BRIEF.
Rewrite the listing below, swapping every occurrence of "outline" for "trace" and leaving everything else unchanged.
════════════════════
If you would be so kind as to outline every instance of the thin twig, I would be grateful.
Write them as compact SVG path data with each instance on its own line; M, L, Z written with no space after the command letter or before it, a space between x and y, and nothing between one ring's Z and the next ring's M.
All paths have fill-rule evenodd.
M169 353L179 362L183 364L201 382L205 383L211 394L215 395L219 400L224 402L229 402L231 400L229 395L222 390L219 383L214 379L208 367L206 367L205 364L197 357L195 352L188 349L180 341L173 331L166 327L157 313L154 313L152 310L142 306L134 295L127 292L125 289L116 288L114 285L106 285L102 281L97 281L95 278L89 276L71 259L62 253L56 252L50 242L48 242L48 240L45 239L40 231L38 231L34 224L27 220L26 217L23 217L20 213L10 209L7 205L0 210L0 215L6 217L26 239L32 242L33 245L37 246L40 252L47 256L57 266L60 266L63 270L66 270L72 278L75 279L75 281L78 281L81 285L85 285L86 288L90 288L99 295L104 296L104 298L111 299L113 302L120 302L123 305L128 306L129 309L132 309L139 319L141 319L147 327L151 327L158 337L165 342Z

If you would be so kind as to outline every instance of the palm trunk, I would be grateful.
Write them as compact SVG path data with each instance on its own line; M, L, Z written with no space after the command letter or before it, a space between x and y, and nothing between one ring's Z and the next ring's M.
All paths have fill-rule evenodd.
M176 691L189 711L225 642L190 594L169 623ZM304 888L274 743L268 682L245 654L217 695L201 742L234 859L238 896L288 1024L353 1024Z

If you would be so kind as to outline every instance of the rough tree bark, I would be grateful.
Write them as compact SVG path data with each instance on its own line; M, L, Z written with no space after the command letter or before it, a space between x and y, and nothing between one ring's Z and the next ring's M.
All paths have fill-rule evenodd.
════════════════════
RESPONSE TO THIS EXERCISE.
If you would be so kind as to trace every instance of the thin twig, I would be grateful.
Write them as compact SVG path data with each instance on its own line; M, L, Z written with no space after the command letter or before it, a space between x and y, and nothing between one ring's Z and the next ring's M.
All paths have fill-rule evenodd.
M169 353L179 362L183 364L201 382L205 383L211 394L215 395L219 400L224 402L229 402L231 400L229 395L222 390L219 383L214 379L208 367L206 367L205 364L197 357L195 352L188 349L180 341L173 331L166 327L157 313L154 313L152 310L142 306L134 295L127 292L125 289L116 288L114 285L106 285L102 281L97 281L95 278L89 276L71 259L62 253L56 252L50 242L48 242L48 240L45 239L40 231L38 231L34 224L27 220L26 217L23 217L20 213L10 209L7 205L0 210L0 215L6 217L26 239L32 242L33 245L37 246L40 252L47 256L57 266L60 266L63 270L66 270L72 278L75 279L75 281L78 281L81 285L85 285L86 288L90 288L99 295L104 296L104 298L111 299L113 302L120 302L123 305L128 306L129 309L132 309L139 319L141 319L147 327L151 327L158 337L165 342Z

If you would be so kind as to trace every instance of the palm trunk, I would be grateful.
Write them as compact SVG path data with each instance on its own line; M, L, Z written with no space after the command letter or before it, a space between x and y, and nothing between one ring's Z and the next ring's M.
All paths have fill-rule evenodd.
M176 691L189 711L225 642L190 594L169 623ZM304 888L274 743L268 682L245 654L217 695L201 742L234 859L238 896L288 1024L353 1024Z

If you would be so kind as to trace every instance of the rough tree bark, I would be grateful.
Write them as compact SVG path data with each instance on its own line; M, L, Z written with no space after the command letter or before it, a space between x and y, and nothing between one ring's Z and the next ring's M.
All paths have fill-rule evenodd.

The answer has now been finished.